_What to work on_. Rewrite the part of the records that opens with the line containing "the orange high-visibility" and closes with the line containing "pixel 113 136", both lines included, keeping the requests and shifting every coordinate in the answers up by 146.

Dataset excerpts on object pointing
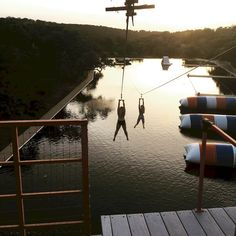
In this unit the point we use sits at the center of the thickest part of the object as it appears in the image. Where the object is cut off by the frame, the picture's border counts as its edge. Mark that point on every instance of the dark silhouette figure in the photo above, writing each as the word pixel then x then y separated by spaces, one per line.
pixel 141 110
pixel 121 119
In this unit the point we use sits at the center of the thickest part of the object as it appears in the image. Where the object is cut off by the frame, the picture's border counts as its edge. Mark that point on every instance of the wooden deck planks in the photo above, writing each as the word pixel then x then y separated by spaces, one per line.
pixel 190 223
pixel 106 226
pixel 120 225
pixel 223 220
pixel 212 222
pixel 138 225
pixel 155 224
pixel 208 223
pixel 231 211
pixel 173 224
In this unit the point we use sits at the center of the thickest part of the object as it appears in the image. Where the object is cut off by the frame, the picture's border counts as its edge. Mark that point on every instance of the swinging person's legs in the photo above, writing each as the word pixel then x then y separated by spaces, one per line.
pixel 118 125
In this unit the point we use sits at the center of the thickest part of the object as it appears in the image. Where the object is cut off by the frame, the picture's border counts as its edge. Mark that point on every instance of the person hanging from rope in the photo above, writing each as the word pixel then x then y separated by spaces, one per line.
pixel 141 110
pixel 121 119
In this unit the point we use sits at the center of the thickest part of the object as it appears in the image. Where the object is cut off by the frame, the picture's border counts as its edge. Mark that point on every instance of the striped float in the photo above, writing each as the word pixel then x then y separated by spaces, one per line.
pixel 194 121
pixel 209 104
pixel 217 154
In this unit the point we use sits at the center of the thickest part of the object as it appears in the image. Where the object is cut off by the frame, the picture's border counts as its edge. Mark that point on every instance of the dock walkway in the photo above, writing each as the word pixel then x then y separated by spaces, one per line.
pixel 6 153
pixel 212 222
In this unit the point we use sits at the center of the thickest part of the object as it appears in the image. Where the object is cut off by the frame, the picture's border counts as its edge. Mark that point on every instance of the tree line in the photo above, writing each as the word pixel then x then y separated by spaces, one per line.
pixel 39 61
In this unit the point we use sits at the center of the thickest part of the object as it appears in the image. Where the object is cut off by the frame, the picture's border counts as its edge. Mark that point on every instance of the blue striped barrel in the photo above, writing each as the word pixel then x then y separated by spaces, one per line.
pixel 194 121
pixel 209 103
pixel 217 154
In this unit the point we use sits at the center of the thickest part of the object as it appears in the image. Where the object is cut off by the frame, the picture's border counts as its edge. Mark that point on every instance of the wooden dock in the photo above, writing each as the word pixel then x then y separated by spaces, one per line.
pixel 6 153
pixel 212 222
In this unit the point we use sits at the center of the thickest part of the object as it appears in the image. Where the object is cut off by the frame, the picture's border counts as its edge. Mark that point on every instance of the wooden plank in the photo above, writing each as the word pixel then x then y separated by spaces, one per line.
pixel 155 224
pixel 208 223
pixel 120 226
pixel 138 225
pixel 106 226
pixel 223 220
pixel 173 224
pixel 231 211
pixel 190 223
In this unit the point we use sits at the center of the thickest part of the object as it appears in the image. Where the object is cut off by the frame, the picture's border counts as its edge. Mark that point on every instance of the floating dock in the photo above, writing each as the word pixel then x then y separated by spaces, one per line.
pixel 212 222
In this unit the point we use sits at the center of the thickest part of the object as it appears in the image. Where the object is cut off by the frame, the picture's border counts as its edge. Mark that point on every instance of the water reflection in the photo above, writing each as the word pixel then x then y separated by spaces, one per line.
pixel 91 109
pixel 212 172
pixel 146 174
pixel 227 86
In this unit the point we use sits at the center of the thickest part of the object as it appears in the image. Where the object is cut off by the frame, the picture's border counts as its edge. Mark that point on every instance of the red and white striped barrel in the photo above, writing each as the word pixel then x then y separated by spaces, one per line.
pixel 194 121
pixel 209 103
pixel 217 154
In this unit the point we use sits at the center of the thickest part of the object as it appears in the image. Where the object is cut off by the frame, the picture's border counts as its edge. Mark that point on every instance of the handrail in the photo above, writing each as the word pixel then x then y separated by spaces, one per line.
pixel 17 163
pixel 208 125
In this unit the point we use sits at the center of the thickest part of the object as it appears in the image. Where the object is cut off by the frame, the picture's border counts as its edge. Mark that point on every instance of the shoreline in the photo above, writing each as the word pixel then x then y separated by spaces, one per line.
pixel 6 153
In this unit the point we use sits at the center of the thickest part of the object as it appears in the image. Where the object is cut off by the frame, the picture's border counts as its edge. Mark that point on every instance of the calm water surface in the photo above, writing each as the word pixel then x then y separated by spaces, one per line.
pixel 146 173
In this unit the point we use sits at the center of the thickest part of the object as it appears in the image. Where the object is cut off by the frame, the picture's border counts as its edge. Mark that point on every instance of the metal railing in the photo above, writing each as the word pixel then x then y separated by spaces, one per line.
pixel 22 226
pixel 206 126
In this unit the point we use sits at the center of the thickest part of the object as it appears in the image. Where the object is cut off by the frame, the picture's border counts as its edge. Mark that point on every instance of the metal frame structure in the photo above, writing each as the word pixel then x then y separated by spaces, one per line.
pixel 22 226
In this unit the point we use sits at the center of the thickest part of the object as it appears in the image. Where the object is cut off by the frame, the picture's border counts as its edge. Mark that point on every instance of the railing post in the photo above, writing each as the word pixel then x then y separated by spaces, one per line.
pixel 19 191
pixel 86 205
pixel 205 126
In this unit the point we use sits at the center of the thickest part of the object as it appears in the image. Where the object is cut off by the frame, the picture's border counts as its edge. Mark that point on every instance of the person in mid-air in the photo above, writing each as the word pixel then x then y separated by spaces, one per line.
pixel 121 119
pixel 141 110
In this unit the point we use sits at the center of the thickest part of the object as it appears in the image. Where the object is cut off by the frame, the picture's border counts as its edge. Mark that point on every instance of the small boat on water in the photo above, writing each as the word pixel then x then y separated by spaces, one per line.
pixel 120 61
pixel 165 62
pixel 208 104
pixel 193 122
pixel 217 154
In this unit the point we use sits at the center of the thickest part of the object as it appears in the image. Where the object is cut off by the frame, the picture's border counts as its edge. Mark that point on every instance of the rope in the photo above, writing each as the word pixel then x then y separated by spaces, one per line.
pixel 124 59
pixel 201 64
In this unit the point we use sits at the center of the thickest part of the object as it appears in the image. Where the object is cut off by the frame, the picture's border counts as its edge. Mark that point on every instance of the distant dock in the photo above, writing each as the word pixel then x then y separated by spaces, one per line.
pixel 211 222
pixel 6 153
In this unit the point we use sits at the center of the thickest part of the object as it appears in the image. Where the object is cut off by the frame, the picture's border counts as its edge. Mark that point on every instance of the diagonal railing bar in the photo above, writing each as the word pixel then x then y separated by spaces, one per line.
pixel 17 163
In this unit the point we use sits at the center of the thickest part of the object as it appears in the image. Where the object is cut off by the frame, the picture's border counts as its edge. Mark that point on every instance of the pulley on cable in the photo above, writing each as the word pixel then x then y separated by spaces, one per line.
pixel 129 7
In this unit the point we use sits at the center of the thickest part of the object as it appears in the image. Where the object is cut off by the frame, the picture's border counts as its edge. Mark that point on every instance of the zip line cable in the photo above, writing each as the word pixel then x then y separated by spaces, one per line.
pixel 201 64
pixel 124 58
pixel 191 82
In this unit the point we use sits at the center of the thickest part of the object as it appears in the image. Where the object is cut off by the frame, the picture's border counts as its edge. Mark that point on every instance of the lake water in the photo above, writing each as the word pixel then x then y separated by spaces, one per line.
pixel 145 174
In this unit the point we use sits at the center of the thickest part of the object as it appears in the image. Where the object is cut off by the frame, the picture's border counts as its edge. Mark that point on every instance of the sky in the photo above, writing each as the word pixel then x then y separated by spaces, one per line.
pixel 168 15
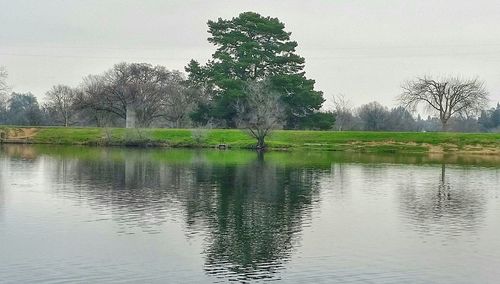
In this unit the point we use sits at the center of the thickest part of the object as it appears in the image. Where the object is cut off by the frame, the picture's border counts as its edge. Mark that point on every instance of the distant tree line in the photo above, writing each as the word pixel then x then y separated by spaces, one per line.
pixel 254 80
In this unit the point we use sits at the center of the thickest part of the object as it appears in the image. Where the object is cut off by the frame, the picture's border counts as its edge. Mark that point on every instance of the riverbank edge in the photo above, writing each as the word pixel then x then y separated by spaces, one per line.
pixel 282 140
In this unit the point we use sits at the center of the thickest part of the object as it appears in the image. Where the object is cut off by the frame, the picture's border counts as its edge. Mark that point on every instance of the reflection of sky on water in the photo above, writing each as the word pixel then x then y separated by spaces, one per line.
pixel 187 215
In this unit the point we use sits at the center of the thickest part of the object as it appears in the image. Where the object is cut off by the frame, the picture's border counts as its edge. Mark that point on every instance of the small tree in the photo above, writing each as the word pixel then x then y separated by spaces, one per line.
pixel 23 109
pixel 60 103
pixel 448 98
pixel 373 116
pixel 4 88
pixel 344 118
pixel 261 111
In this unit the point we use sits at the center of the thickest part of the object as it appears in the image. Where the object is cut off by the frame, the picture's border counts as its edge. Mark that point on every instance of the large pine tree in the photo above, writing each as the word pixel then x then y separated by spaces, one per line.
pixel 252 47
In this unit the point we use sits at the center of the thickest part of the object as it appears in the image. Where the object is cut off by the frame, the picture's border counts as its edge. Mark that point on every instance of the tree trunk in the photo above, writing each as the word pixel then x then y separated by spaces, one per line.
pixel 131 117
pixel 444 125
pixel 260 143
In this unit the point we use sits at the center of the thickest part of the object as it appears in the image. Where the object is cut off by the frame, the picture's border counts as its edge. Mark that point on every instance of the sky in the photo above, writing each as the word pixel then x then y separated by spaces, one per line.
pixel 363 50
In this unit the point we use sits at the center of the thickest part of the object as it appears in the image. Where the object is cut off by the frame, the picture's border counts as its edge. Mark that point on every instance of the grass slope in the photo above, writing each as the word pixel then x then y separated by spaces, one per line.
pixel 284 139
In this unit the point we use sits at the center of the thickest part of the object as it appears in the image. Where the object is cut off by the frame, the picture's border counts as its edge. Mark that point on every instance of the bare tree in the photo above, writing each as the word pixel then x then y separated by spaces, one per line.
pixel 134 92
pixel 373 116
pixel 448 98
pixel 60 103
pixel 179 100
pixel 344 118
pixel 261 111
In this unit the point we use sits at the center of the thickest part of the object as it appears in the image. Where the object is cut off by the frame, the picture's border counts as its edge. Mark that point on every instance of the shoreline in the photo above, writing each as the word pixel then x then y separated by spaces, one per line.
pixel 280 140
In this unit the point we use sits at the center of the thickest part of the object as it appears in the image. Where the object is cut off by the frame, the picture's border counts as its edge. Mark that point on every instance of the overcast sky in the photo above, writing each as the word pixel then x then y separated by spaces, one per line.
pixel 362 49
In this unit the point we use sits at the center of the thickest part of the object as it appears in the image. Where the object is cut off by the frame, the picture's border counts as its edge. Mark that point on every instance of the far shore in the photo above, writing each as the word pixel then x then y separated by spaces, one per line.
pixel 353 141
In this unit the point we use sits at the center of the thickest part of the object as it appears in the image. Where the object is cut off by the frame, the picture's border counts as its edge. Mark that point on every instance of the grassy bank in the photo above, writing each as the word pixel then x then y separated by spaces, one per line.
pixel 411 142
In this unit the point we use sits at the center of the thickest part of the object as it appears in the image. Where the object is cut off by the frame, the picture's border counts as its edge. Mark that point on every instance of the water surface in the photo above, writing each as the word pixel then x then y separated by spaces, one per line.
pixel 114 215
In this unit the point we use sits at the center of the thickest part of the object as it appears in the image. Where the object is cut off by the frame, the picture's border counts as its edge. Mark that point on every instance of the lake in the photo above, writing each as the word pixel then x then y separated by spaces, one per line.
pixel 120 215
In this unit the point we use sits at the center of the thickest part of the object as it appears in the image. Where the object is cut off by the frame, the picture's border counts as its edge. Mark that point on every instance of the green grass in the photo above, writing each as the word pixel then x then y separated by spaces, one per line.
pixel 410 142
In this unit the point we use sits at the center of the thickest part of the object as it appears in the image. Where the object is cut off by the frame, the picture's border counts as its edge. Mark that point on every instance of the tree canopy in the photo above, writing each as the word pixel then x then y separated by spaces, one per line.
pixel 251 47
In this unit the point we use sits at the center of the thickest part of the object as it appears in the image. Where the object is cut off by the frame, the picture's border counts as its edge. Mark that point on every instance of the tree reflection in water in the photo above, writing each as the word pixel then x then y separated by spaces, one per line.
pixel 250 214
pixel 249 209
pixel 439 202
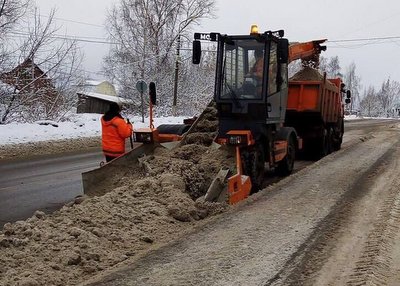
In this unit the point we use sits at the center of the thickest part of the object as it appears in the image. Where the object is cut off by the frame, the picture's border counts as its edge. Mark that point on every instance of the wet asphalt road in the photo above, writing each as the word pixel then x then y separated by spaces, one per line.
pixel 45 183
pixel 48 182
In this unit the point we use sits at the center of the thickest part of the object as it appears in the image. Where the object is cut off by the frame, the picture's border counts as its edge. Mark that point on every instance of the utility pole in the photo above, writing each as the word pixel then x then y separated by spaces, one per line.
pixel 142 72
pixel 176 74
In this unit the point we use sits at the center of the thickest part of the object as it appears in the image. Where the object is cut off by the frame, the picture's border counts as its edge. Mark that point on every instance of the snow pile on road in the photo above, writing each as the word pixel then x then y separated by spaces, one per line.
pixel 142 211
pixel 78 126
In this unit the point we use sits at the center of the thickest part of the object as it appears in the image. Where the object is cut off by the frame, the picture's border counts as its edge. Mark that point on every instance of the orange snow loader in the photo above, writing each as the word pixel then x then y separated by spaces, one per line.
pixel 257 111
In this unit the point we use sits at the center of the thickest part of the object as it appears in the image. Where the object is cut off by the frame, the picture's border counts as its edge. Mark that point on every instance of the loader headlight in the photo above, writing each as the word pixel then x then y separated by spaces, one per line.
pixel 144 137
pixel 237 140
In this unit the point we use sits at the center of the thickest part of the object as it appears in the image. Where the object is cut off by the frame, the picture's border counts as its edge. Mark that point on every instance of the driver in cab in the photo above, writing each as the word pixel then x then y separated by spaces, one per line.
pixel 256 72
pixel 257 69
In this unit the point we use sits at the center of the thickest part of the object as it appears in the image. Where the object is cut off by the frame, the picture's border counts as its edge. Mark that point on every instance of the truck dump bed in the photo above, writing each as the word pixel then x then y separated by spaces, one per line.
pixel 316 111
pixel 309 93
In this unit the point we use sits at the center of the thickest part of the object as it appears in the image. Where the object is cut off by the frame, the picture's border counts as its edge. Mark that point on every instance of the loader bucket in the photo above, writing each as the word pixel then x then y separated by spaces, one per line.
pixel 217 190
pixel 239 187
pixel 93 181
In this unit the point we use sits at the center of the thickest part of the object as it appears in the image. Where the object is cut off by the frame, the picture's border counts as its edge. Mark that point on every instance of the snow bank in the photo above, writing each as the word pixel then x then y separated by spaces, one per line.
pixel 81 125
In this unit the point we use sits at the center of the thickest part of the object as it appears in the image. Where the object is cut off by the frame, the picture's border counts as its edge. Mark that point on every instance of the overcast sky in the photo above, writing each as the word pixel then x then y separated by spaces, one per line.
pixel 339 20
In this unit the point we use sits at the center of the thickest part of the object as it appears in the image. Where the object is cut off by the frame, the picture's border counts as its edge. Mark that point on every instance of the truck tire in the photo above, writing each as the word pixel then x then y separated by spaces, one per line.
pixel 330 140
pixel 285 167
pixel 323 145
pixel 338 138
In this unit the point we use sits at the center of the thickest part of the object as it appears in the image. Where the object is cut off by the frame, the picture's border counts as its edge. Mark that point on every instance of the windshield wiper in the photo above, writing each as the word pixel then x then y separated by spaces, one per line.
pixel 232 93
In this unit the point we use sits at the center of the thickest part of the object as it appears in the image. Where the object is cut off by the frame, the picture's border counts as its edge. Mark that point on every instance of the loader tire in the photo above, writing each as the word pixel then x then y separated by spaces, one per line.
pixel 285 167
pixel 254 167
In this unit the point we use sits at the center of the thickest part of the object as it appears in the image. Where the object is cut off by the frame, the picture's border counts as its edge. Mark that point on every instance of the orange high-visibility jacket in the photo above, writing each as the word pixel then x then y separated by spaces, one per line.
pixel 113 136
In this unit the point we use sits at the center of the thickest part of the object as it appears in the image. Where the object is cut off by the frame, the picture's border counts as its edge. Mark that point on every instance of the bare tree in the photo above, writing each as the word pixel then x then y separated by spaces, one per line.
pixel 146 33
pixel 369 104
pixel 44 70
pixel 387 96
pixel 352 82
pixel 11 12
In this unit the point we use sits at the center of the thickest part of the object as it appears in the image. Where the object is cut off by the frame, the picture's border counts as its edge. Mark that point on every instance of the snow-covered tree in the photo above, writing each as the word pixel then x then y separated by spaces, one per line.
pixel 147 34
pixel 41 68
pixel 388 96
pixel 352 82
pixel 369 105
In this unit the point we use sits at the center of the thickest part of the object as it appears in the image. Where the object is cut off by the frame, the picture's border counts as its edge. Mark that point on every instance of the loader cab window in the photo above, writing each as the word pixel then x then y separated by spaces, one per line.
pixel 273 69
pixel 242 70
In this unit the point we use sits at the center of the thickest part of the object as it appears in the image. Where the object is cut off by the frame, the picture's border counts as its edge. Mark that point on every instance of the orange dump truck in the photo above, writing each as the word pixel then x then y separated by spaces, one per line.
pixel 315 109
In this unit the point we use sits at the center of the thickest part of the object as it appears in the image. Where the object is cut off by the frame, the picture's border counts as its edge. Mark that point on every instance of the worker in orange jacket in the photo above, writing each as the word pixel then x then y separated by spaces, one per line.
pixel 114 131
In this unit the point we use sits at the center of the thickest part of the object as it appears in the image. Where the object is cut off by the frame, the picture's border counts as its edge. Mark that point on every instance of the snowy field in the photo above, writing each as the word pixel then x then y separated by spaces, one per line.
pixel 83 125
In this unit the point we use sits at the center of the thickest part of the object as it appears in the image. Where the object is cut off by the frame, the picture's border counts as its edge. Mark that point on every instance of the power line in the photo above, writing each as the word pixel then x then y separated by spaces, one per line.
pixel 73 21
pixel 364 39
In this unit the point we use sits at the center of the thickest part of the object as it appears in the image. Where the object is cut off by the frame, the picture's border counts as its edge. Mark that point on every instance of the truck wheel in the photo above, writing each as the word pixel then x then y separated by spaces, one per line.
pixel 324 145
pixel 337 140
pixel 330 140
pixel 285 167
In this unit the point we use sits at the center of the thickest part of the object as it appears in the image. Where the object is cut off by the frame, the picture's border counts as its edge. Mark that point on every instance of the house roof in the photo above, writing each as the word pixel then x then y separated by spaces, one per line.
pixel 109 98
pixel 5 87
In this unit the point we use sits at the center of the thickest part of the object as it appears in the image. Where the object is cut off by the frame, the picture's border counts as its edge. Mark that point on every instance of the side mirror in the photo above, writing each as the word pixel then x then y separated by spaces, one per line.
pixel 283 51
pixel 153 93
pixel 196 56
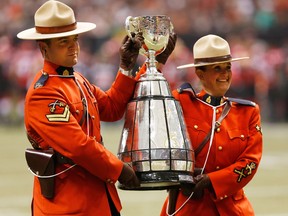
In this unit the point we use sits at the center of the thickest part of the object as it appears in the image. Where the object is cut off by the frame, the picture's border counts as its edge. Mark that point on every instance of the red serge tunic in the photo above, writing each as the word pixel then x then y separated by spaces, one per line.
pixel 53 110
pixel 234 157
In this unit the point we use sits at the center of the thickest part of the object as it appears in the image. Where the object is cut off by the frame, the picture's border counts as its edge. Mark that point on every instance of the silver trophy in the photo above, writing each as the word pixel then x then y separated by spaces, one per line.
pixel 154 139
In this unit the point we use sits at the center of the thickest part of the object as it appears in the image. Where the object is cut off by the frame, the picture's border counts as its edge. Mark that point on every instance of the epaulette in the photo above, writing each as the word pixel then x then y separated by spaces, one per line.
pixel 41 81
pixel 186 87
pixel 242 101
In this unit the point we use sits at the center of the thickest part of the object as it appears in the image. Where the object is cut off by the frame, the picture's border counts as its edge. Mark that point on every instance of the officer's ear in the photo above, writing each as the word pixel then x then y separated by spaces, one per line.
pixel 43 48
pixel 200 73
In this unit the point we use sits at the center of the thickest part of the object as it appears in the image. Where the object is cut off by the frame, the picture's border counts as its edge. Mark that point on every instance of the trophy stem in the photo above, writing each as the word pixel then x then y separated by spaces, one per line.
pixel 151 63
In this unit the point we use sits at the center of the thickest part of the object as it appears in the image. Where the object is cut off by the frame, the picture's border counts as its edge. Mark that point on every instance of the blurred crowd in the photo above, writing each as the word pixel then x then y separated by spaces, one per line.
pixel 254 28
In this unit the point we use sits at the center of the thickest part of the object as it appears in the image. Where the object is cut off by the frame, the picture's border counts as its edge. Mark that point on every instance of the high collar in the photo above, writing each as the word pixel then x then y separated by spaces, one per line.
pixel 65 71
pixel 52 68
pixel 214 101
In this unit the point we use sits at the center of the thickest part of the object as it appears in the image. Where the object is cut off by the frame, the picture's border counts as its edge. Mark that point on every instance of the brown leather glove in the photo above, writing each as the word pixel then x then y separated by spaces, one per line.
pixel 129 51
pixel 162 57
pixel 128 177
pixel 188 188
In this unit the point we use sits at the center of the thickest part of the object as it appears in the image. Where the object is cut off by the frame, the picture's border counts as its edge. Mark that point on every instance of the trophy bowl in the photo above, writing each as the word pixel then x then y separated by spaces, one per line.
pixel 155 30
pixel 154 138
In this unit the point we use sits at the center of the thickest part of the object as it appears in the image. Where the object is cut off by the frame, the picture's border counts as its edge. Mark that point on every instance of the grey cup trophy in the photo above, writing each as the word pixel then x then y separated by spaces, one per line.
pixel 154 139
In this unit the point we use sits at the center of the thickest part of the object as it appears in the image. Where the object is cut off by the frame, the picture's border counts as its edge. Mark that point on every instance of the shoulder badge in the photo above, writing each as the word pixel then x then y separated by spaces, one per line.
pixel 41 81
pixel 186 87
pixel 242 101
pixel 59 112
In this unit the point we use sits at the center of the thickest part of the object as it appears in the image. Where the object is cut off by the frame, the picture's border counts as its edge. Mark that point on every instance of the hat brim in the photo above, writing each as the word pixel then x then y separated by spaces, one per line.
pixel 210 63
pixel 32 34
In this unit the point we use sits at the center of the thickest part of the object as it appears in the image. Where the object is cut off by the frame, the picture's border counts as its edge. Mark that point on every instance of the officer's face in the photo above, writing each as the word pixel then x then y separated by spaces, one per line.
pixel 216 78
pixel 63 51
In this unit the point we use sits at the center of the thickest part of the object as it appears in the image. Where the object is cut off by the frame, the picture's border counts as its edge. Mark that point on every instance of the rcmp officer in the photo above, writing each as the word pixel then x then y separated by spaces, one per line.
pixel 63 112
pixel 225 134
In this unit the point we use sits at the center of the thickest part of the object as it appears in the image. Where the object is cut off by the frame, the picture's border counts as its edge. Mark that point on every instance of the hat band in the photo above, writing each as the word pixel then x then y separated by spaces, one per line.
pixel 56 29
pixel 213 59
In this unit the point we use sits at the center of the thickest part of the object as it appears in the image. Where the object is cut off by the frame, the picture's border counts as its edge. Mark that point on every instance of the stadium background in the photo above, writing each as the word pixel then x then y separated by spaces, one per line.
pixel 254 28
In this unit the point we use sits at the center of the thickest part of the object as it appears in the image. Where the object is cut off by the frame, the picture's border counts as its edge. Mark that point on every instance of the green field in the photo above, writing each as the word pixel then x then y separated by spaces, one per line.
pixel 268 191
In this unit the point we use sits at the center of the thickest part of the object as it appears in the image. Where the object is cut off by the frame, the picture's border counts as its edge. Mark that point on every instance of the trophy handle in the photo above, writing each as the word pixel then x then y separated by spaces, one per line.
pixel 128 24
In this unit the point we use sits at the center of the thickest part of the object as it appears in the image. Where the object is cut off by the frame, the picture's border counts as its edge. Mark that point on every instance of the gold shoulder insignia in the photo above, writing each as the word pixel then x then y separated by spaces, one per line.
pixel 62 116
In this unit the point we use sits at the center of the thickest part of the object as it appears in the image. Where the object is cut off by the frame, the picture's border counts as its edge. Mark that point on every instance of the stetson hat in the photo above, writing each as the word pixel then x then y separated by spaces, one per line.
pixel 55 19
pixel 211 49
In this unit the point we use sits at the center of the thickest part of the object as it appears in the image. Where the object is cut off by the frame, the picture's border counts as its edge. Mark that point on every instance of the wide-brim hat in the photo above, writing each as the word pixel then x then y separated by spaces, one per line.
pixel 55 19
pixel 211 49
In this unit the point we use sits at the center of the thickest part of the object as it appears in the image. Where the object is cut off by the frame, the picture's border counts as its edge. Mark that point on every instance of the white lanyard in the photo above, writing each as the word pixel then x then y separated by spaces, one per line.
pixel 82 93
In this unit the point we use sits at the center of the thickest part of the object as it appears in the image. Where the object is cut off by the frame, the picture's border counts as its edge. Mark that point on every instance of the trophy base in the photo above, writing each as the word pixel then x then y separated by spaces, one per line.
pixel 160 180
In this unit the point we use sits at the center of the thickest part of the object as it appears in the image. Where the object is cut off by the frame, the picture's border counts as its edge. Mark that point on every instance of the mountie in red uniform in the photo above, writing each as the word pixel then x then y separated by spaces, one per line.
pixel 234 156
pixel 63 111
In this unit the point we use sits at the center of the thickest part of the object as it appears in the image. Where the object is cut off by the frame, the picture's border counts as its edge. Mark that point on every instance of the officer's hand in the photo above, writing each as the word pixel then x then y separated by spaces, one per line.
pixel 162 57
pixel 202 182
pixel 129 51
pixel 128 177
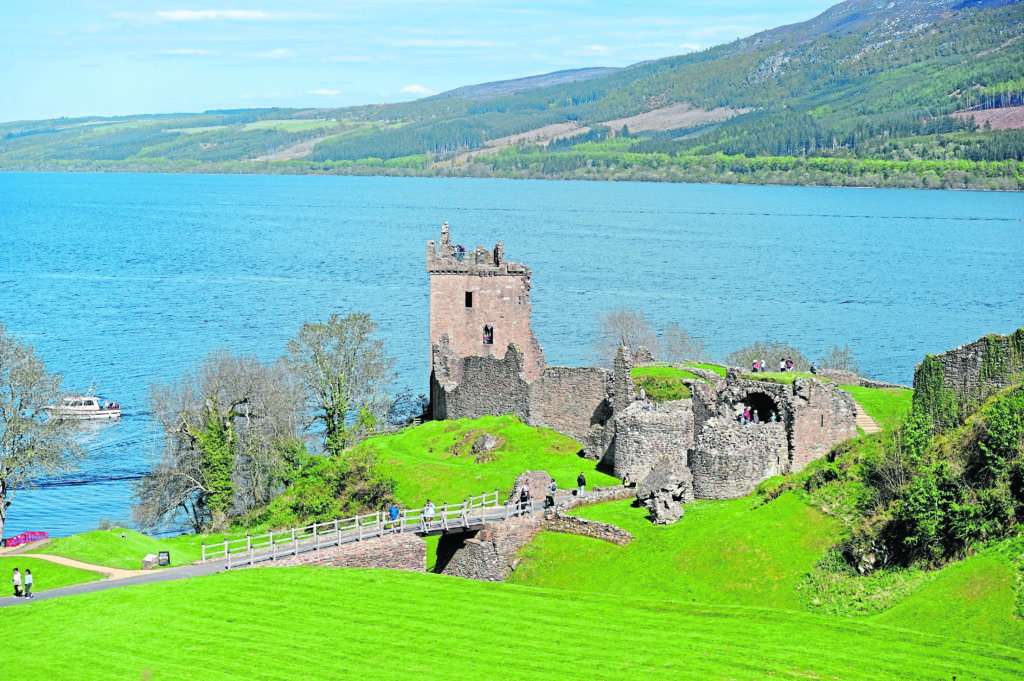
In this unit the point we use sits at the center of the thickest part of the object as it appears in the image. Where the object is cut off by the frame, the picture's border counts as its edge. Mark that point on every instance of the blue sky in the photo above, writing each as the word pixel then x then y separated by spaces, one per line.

_Complete response_.
In this unit the point we use sits at the center of the thickest part of the object as it appears in the image. Where the object is cut off by the frame, the picture's border counts as its edge. Mark that point on every instance of the orange high-visibility jacket in the photo above, writing each as the word pixel then x then y separated by spaces, one per line.
pixel 259 282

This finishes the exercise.